WRITTEN EXERCISE -
In the mailing-list message below on multiline CSV fields, what error does the final copy from the CSV file report?
— Start DOCUMENT PASSAGE —
Re: multiline CSV fields

From: Andrew Dunstan <andrew(at)dunslane(dot)net>
To: Bruce Momjian <pgman(at)candle(dot)pha(dot)pa(dot)us>
Cc: PostgreSQL-development <pgsql-hackers(at)postgresql(dot)org>
Subject: Re: multiline CSV fields
Date: 2004-11-12 09:15:40
Message-ID: 41947F3C.2050906@dunslane.net
Views: Raw Message | Whole Thread | Download mbox | Resend email
Thread:
Lists: pgsql-hackers pgsql-patches


This example should fail on data line 2 or 3 on any platform,
regardless of the platform's line-end convention, although I haven't
tested on Windows.

cheers

andrew

[andrew(at)aloysius inst]$ bin/psql -e -f csverr.sql ; od -c
/tmp/csverrtest.csv
create table csverrtest (a int, b text, c int);
CREATE TABLE
insert into csverrtest values(1,'a',1);
INSERT 122471 1
insert into csverrtest values(2,'foo\r\nbar',2);
INSERT 122472 1
insert into csverrtest values(3,'baz\nblurfl',3);
INSERT 122473 1
insert into csverrtest values(4,'d',4);
INSERT 122474 1
insert into csverrtest values(5,'e',5);
INSERT 122475 1
copy csverrtest to '/tmp/csverrtest.csv' csv;
COPY
truncate csverrtest;
TRUNCATE TABLE
copy csverrtest from '/tmp/csverrtest.csv' csv;
psql:cvserr.sql:9: ERROR: literal carriage return found in data
HINT: Use "\r" to represent carriage return.
— End DOCUMENT PASSAGE —
— Start DATASET ENTRIES —
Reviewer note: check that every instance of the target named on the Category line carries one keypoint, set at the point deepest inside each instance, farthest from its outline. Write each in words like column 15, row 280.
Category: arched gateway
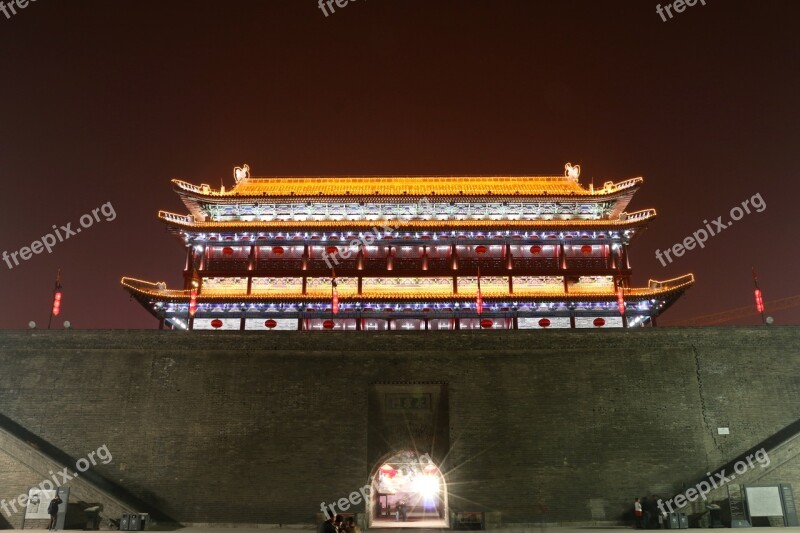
column 407, row 490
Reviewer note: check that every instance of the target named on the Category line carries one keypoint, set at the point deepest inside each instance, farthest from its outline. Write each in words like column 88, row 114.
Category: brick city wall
column 229, row 427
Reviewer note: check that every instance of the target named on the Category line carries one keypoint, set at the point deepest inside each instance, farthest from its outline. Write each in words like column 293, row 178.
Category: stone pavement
column 518, row 529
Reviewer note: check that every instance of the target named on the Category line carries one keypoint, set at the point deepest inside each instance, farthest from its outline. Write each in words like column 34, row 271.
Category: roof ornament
column 571, row 171
column 240, row 173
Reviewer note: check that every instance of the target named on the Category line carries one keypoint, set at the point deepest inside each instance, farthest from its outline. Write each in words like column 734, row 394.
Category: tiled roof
column 406, row 185
column 656, row 289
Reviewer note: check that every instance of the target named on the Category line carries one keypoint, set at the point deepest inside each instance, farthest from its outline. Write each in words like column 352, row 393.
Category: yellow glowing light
column 427, row 486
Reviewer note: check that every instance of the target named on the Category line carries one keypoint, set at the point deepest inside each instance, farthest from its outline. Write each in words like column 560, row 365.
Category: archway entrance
column 408, row 491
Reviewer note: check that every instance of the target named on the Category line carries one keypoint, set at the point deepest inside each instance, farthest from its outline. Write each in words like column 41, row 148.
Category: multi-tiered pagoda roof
column 421, row 252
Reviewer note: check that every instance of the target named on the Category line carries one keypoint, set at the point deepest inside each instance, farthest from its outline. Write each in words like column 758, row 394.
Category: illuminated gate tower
column 415, row 253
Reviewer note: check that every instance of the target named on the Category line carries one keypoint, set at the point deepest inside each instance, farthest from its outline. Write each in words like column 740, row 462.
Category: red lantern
column 56, row 303
column 388, row 471
column 759, row 301
column 193, row 302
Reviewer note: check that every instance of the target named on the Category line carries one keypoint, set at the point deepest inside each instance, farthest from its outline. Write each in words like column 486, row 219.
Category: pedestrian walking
column 52, row 510
column 637, row 513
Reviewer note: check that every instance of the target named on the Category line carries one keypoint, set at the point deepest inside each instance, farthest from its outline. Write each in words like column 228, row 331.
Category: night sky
column 107, row 101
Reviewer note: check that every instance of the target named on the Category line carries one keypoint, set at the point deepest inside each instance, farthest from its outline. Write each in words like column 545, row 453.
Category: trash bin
column 715, row 515
column 671, row 521
column 92, row 518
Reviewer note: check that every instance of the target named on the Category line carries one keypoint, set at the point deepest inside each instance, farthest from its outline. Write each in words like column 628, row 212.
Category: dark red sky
column 107, row 101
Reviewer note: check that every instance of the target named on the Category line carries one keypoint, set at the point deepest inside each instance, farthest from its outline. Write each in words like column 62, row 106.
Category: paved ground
column 546, row 529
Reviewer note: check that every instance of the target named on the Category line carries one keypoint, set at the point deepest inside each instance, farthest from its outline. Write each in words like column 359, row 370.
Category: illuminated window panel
column 227, row 324
column 598, row 322
column 407, row 324
column 593, row 285
column 322, row 286
column 486, row 323
column 374, row 286
column 552, row 322
column 489, row 284
column 270, row 324
column 277, row 286
column 328, row 324
column 224, row 286
column 539, row 284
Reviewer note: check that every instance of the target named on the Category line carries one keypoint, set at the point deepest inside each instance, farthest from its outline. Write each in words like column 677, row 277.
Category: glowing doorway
column 408, row 491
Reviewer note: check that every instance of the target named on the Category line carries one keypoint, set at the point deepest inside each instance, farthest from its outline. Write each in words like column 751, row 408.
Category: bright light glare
column 427, row 486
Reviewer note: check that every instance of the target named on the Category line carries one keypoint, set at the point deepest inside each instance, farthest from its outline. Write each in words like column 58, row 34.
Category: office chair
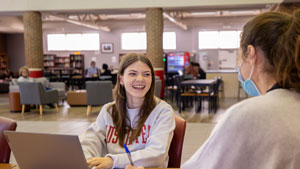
column 5, row 124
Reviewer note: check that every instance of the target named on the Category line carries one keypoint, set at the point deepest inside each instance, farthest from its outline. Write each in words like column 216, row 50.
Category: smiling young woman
column 136, row 118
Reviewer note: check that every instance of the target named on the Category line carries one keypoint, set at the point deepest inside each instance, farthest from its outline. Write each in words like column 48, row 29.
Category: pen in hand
column 128, row 154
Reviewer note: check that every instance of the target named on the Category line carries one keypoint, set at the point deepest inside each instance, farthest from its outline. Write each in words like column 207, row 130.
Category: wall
— End DATASET ENTRIES —
ANSWER FOR THE TASK -
The copy fails with the error "literal carriage return found in data".